▶ _Selection_:
========================

Lloyd Suh's play The Far Country, a Pulitzer Prize finalist in Drama, tells the story of a family immigrating to the U.S.... Lloyd Suh's play "The Far Country," a Pulitzer Prize finalist in Drama, tells the story of a family immigrating to the U.S. in the wake of the Chinese Exclusion Act. Photo courtesy of the Atlantic Theater Company

Award-winning playwright Lloyd Suh was bitten by the theater bug while he was a student at Indiana University Bloomington, setting him on a course to be one of his generation’s foremost playwrights today.

Suh graduated in 1998 with a degree in English from the College of Arts and Sciences, although he said he also took as many theater courses as he could. He has since earned the Herb Alpert Award in the Arts in 2019 and the John Simon Guggenheim Memorial Foundation Fellow Award in 2020. In 2023, he was a finalist for the Pulitzer Prize in Drama for his play “The Far Country.”

Lloyd Suh. Photo courtesy of Lloyd Suh Lloyd Suh. Photo courtesy of Lloyd Suh

Included among Suh’s fondest memories at IU are the years he spent working and hanging out with friends at the now-closed Von Lee movie theater.

“The Von Lee was my main hub,” Suh said. “I started as a popcorn boy, usher and ticket taker, and then I eventually was a shift manager and a projectionist. It was where all my good friends hung out, and it was just the greatest.”

========================

▶ _Data excerpts_:
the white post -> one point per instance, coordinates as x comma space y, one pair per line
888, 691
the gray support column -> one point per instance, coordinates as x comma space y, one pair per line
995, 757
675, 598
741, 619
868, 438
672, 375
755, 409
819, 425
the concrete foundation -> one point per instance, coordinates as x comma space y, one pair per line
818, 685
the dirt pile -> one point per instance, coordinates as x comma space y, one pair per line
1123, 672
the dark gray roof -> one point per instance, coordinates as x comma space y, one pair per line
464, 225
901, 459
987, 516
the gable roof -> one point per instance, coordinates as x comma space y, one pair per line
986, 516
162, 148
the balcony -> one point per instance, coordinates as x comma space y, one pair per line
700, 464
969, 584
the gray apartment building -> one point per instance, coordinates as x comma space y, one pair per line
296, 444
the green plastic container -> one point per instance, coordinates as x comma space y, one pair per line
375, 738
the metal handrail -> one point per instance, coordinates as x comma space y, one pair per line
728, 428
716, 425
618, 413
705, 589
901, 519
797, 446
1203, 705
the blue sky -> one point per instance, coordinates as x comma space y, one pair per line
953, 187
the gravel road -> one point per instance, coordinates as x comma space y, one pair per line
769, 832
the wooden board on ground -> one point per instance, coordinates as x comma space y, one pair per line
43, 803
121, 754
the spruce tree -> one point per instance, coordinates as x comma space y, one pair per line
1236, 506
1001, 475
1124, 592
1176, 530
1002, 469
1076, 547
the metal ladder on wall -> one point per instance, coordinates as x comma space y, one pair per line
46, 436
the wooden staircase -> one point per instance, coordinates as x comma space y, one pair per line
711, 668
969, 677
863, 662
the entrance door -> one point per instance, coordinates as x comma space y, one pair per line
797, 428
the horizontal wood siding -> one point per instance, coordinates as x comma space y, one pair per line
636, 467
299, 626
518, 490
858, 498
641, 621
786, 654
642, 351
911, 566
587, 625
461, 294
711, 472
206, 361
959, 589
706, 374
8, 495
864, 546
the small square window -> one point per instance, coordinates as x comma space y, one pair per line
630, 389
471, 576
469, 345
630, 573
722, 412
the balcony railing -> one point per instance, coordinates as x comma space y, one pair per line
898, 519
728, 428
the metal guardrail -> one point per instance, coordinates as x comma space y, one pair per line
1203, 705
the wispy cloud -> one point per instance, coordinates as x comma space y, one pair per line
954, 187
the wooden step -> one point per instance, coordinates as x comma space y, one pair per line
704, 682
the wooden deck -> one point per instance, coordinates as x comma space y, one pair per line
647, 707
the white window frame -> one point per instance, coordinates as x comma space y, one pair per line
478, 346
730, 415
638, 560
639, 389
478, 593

========================

▶ _Task to complete_: In the Lloyd Suh profile, rewrite everything from "Suh graduated in" down to "Lee movie theater.", replacing "English" with "Comparative Literature".

▶ _Output_:
Suh graduated in 1998 with a degree in Comparative Literature from the College of Arts and Sciences, although he said he also took as many theater courses as he could. He has since earned the Herb Alpert Award in the Arts in 2019 and the John Simon Guggenheim Memorial Foundation Fellow Award in 2020. In 2023, he was a finalist for the Pulitzer Prize in Drama for his play “The Far Country.”

Lloyd Suh. Photo courtesy of Lloyd Suh Lloyd Suh. Photo courtesy of Lloyd Suh

Included among Suh’s fondest memories at IU are the years he spent working and hanging out with friends at the now-closed Von Lee movie theater.